# What is required:
Wherever the word "sample" occurs in the listing, copy the whole line.

# Listed records:
-----

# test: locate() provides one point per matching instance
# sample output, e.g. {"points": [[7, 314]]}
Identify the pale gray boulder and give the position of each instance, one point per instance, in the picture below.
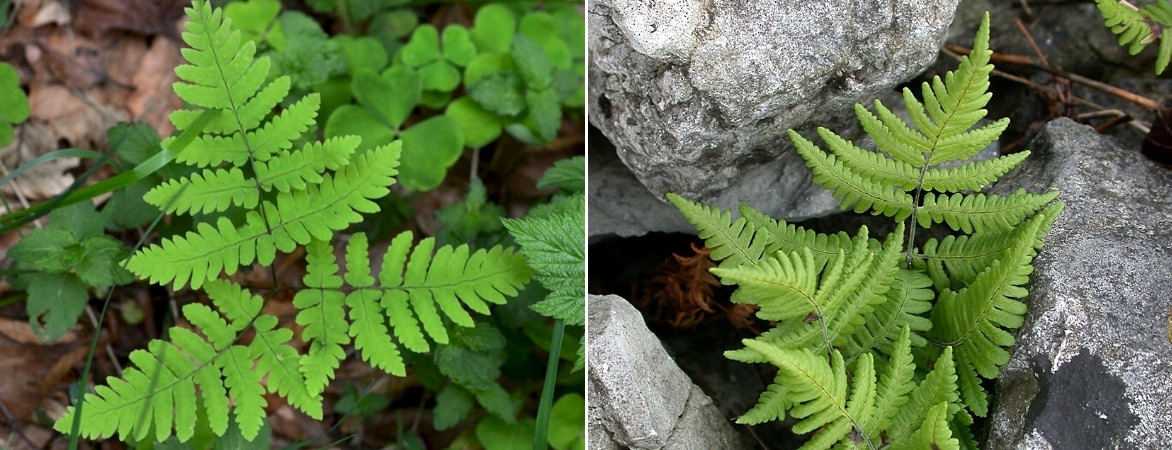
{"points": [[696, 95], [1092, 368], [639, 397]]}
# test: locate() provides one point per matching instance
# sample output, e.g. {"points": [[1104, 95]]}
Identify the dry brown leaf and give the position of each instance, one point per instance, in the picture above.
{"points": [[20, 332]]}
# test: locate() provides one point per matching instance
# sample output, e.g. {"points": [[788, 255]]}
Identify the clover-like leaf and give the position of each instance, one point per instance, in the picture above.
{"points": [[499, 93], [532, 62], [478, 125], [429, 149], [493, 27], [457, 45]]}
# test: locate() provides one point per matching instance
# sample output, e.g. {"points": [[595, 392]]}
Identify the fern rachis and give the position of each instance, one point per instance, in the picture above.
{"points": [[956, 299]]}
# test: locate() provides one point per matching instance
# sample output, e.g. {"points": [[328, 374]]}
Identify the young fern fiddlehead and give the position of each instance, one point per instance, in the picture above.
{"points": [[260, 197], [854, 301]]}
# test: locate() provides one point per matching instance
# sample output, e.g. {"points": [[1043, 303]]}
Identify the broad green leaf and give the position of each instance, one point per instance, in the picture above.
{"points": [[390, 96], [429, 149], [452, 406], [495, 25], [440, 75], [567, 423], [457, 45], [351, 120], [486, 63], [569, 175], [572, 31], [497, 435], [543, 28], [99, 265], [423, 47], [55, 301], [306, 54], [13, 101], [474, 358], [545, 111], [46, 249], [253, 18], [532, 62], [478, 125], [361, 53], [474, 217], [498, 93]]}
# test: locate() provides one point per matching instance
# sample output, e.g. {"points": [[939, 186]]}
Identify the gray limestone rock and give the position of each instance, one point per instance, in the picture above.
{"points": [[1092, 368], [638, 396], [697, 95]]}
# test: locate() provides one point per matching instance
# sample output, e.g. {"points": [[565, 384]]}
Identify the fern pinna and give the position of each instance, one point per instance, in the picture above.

-----

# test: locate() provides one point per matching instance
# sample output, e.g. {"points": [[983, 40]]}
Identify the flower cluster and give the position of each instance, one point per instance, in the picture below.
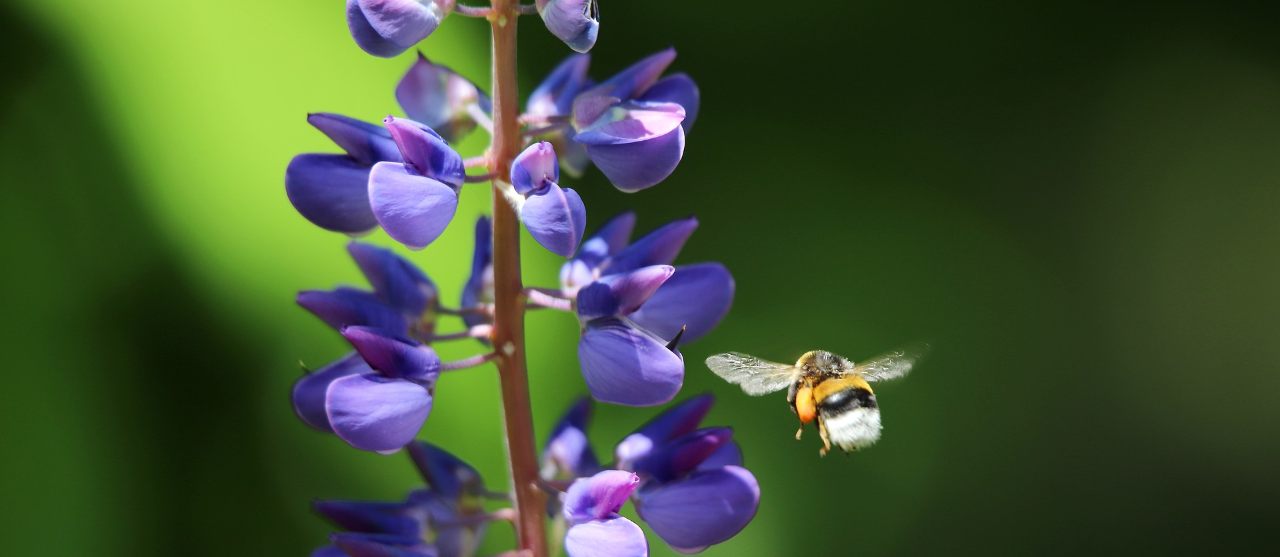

-----

# Answer:
# sample output, e.g. {"points": [[7, 314]]}
# sample output, e.g. {"points": [[1104, 95]]}
# sample output, e.g. {"points": [[788, 255]]}
# sample output, e.g. {"points": [[595, 392]]}
# sample output, e.g. {"points": [[328, 374]]}
# sample output, e.g. {"points": [[1043, 303]]}
# sample output, e.g. {"points": [[939, 186]]}
# sample output, e.g. {"points": [[565, 384]]}
# sample output, e.g. {"points": [[983, 40]]}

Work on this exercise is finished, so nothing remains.